#### [PROBLEM DESCRIPTION]
How many lines in the records below contain the string "white"? Give only the number.
%%
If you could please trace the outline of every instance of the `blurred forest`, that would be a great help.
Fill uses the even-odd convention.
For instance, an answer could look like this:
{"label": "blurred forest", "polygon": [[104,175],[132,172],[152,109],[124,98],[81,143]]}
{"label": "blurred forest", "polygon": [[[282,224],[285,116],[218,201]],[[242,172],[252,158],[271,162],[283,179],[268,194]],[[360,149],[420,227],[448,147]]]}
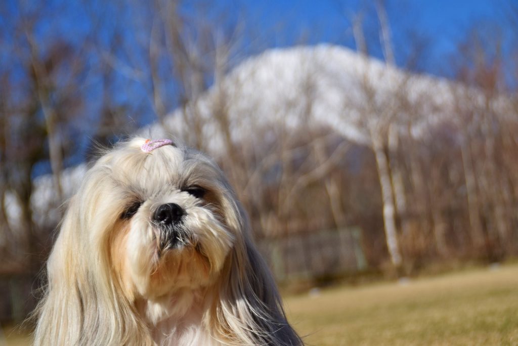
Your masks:
{"label": "blurred forest", "polygon": [[[441,84],[449,96],[442,103],[437,89],[413,89],[426,39],[394,44],[397,19],[383,1],[344,12],[359,56],[378,47],[388,70],[406,76],[380,100],[378,77],[365,70],[354,125],[366,139],[355,141],[312,125],[318,76],[292,105],[307,121],[294,127],[280,108],[271,110],[275,124],[256,126],[252,105],[239,122],[254,136],[234,136],[225,76],[268,44],[210,2],[3,2],[0,322],[22,320],[37,299],[31,292],[42,284],[63,205],[84,171],[73,167],[94,160],[96,146],[152,122],[174,133],[171,116],[181,117],[189,129],[182,139],[193,147],[211,152],[211,138],[221,139],[217,161],[280,280],[401,276],[433,264],[515,257],[518,6],[505,6],[501,21],[474,25],[450,59],[434,63],[450,80]],[[209,88],[208,136],[200,102]],[[438,113],[446,115],[426,120]],[[423,119],[433,125],[416,134]]]}

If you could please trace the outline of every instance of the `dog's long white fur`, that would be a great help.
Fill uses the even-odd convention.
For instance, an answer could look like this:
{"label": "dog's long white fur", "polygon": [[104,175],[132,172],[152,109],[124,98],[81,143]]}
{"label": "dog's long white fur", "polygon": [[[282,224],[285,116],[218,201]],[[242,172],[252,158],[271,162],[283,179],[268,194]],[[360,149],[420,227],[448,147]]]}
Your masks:
{"label": "dog's long white fur", "polygon": [[[36,345],[299,345],[247,216],[217,165],[143,138],[106,152],[69,201],[35,311]],[[182,191],[207,189],[206,201]],[[130,219],[128,203],[142,204]],[[185,211],[181,246],[158,251],[157,206]]]}

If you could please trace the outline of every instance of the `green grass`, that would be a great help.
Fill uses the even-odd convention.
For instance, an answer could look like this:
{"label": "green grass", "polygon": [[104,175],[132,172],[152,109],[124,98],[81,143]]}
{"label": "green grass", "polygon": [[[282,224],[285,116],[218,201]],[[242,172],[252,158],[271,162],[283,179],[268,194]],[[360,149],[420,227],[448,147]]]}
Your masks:
{"label": "green grass", "polygon": [[[517,345],[518,265],[285,298],[311,345]],[[7,344],[28,344],[8,328]],[[2,344],[0,338],[0,344]]]}
{"label": "green grass", "polygon": [[285,299],[308,345],[518,344],[518,265]]}

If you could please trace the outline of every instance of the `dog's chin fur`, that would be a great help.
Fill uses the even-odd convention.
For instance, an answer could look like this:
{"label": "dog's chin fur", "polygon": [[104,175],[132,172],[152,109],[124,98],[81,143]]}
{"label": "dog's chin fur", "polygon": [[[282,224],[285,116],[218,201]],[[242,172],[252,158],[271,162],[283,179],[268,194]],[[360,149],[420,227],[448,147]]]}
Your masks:
{"label": "dog's chin fur", "polygon": [[[221,171],[178,143],[145,153],[145,140],[106,152],[70,201],[35,344],[301,344]],[[174,229],[153,221],[168,203],[184,211]]]}

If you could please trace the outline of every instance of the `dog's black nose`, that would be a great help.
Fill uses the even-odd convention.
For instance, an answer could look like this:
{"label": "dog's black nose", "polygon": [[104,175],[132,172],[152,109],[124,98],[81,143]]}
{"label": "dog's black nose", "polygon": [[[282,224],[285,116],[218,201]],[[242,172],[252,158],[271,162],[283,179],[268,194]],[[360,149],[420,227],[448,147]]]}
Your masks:
{"label": "dog's black nose", "polygon": [[164,225],[171,225],[178,222],[183,215],[183,209],[176,203],[163,204],[155,212],[154,219]]}

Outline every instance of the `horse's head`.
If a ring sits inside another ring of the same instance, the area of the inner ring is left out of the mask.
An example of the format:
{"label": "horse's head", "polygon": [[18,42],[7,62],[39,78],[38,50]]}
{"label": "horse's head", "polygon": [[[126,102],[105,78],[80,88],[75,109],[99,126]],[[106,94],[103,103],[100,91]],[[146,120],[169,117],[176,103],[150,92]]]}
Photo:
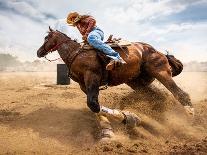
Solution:
{"label": "horse's head", "polygon": [[49,27],[48,35],[45,37],[43,45],[38,49],[37,56],[39,58],[46,56],[48,53],[56,51],[64,41],[59,31],[54,31]]}

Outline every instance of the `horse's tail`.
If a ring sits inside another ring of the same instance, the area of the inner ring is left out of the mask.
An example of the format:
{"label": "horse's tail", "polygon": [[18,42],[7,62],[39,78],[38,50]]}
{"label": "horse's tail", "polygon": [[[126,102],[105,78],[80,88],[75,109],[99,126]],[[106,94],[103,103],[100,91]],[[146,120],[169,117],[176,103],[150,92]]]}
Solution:
{"label": "horse's tail", "polygon": [[172,68],[172,76],[179,75],[183,70],[183,64],[180,60],[176,59],[173,55],[165,55]]}

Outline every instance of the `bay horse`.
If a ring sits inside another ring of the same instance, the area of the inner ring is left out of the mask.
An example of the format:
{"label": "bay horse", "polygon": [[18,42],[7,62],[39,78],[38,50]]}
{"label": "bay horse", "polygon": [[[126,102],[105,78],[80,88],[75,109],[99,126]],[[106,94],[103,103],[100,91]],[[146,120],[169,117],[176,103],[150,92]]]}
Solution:
{"label": "bay horse", "polygon": [[[182,71],[182,63],[173,56],[164,55],[155,50],[149,44],[133,42],[124,48],[125,52],[122,51],[122,48],[115,48],[127,63],[111,71],[106,71],[106,64],[97,54],[98,50],[83,50],[81,44],[76,40],[72,40],[66,34],[49,27],[48,35],[45,37],[43,45],[38,49],[37,56],[44,57],[56,50],[67,65],[72,80],[79,83],[81,90],[87,95],[87,105],[90,110],[100,114],[98,116],[103,129],[111,129],[108,117],[113,117],[128,125],[131,124],[133,127],[141,121],[134,113],[100,106],[98,101],[99,87],[103,85],[106,74],[109,86],[125,83],[134,90],[141,86],[148,86],[157,79],[189,114],[194,114],[189,95],[179,88],[172,79]],[[105,131],[107,134],[112,133],[107,132],[109,130]]]}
%%
#### [COMPLETED TASK]
4